TASK PROMPT: Give back, word for word, only the lines from the one containing "Query: dog's pink tongue" to the end of the listing below.

─── PROVIDED ENTRIES ───

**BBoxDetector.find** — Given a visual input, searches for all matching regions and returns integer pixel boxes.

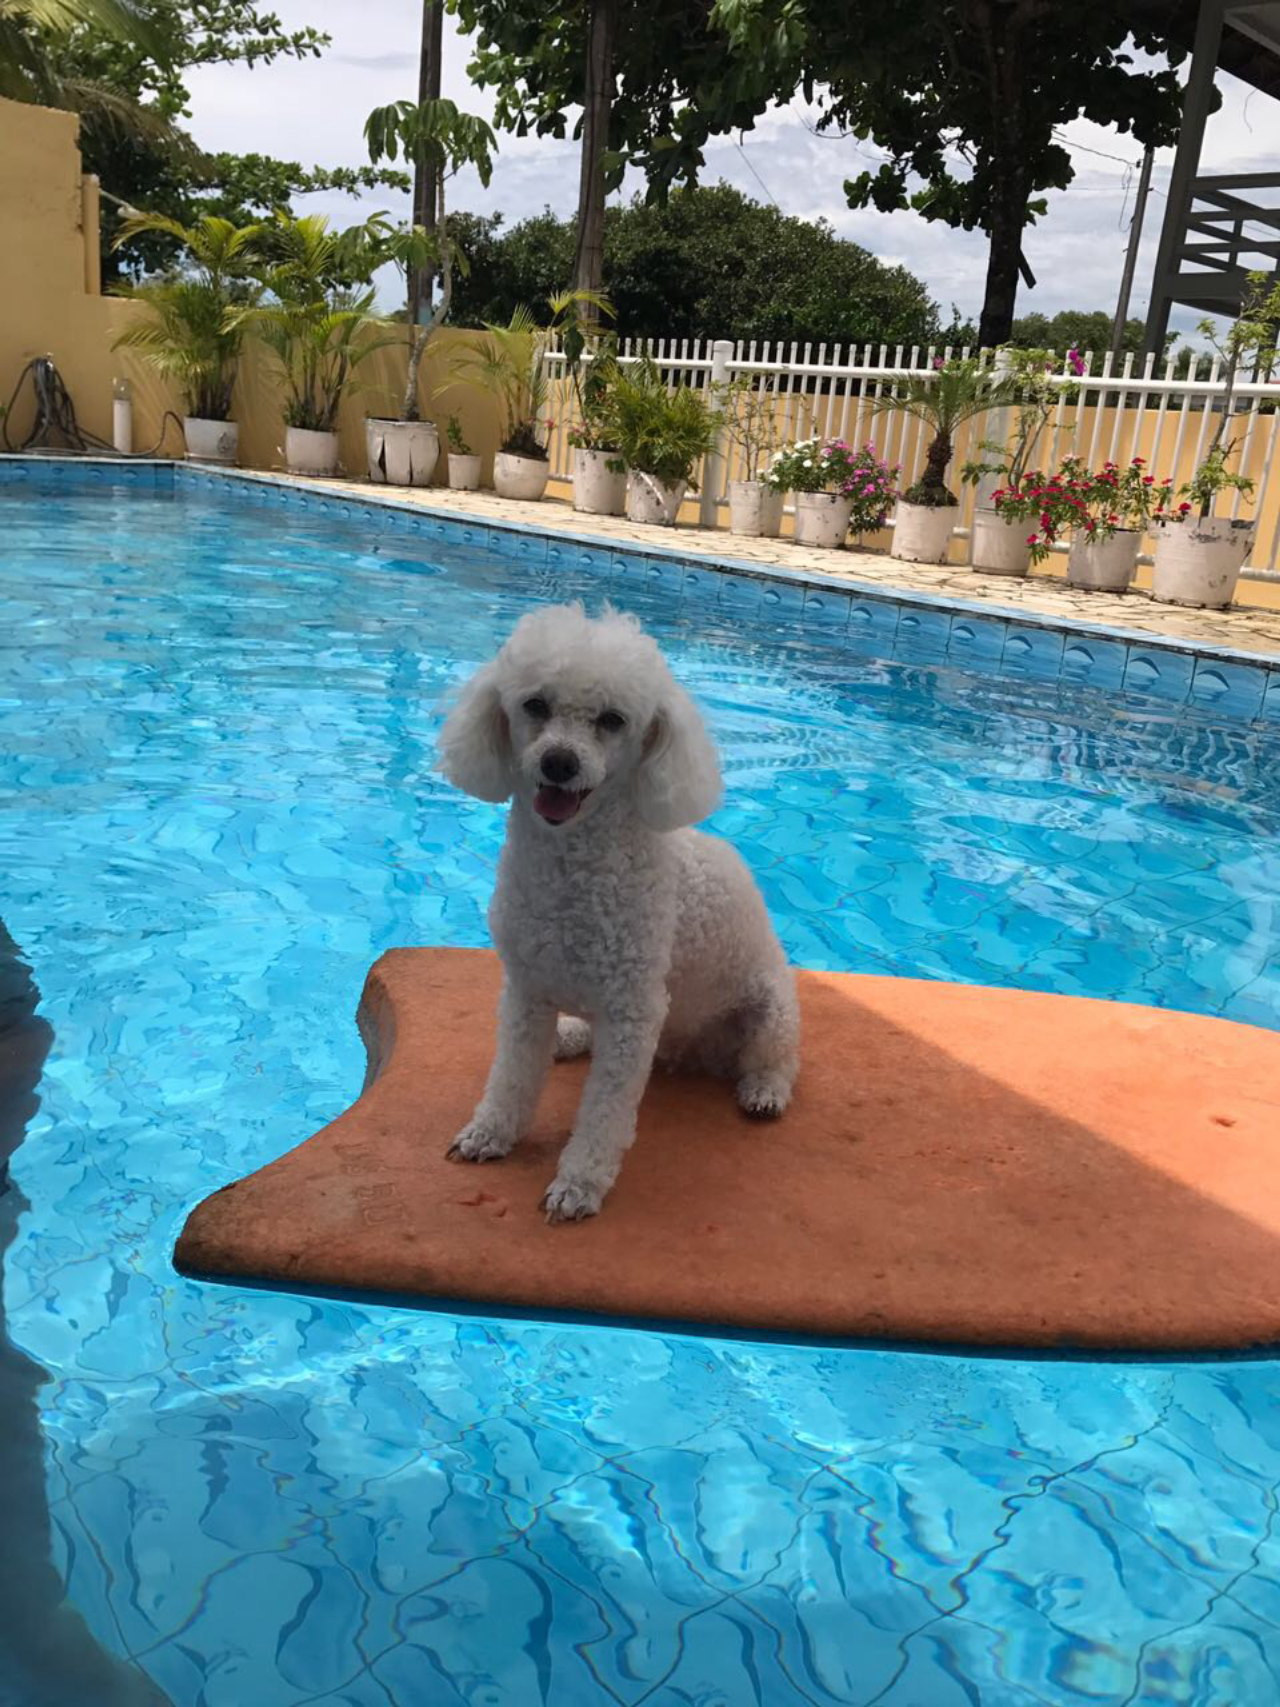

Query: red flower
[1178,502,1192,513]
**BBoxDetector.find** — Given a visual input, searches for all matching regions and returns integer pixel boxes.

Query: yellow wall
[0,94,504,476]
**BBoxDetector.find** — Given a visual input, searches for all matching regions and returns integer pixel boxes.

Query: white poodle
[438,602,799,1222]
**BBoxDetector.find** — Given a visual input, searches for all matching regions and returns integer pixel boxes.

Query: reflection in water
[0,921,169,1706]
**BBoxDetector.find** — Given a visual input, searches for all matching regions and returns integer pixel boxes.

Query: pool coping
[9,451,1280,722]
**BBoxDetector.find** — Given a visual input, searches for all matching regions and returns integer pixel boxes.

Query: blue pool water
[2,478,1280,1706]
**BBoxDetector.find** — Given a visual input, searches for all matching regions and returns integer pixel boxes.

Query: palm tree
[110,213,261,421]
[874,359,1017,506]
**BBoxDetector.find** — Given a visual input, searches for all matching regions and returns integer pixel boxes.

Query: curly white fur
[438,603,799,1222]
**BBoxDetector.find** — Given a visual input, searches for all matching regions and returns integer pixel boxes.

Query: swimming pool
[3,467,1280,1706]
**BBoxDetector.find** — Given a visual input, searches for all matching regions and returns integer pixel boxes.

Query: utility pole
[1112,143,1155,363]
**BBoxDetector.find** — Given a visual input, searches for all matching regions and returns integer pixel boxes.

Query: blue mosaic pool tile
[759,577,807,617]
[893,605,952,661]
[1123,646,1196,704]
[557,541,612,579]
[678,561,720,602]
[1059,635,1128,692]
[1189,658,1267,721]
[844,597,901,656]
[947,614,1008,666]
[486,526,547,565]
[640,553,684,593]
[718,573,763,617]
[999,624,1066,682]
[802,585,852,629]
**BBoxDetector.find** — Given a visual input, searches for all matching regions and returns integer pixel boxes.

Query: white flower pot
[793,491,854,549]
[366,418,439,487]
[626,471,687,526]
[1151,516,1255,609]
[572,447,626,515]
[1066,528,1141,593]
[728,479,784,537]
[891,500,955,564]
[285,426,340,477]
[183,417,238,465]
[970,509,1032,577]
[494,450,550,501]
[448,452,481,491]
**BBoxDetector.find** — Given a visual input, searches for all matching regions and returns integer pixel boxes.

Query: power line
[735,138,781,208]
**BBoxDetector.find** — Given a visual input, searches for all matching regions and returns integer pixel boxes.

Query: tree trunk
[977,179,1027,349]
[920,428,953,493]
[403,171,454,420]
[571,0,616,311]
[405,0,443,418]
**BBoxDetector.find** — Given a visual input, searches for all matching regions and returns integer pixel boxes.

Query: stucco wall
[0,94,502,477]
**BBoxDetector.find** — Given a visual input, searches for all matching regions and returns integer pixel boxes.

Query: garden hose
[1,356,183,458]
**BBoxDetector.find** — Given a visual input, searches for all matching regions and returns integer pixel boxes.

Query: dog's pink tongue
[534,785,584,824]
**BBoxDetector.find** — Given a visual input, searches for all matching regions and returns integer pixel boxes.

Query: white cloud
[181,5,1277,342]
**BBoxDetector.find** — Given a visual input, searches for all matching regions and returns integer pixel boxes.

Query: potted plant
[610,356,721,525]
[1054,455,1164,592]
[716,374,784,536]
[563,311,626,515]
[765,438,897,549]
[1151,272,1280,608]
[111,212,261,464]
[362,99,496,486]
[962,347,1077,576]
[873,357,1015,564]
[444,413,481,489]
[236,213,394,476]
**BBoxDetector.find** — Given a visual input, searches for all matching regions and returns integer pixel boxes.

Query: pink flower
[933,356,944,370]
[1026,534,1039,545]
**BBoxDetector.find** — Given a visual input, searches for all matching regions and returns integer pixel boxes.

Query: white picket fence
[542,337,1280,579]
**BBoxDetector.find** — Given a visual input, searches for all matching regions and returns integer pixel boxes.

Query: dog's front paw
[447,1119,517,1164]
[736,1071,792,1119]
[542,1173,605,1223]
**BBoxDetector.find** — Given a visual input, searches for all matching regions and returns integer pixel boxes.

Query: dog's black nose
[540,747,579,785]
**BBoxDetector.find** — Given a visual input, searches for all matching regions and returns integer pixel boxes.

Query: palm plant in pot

───

ANSWER:
Query: dog's pink tongue
[534,785,584,824]
**BBoxDetector.find** — Given a visual input, searches for all matching regions and returns integer pixel boxes.

Query: white cloud
[181,5,1277,342]
**BBoxDetector.find** — Given a visual input, searches for all matching regions and returns integer pixel boxes.

Query: potted plant
[610,356,721,525]
[1054,455,1164,592]
[716,374,784,536]
[563,311,626,515]
[765,438,897,549]
[1151,272,1280,608]
[111,212,261,464]
[362,99,496,486]
[962,347,1077,576]
[873,357,1015,564]
[444,413,481,489]
[236,213,394,476]
**BBoxDetector.find** — Given a visual input, searches for all matching regions and returns integer pixel boxes.

Query: pink flower
[933,356,944,370]
[1026,534,1039,545]
**BBoxDetector.find** — Given a visual input, searches for all matching regions and returns integer pixel boxes.

Query: white picket fence
[542,337,1280,579]
**BBoxDetector.find** — Given a visual input, searches for all matching regions and returns integer pixel boxes.

Query: dog's front paw
[447,1119,517,1164]
[736,1071,792,1119]
[542,1173,605,1223]
**BBoxDetector.find** — Given a visual input, searches for all matching regions and returns integer pixel boxes.

Query: dog's black nose
[540,747,579,785]
**BBoxDetector.find** — Given a visual input, searches for all matching regions and returns integer pixel boxes.

Query: palm plant in pot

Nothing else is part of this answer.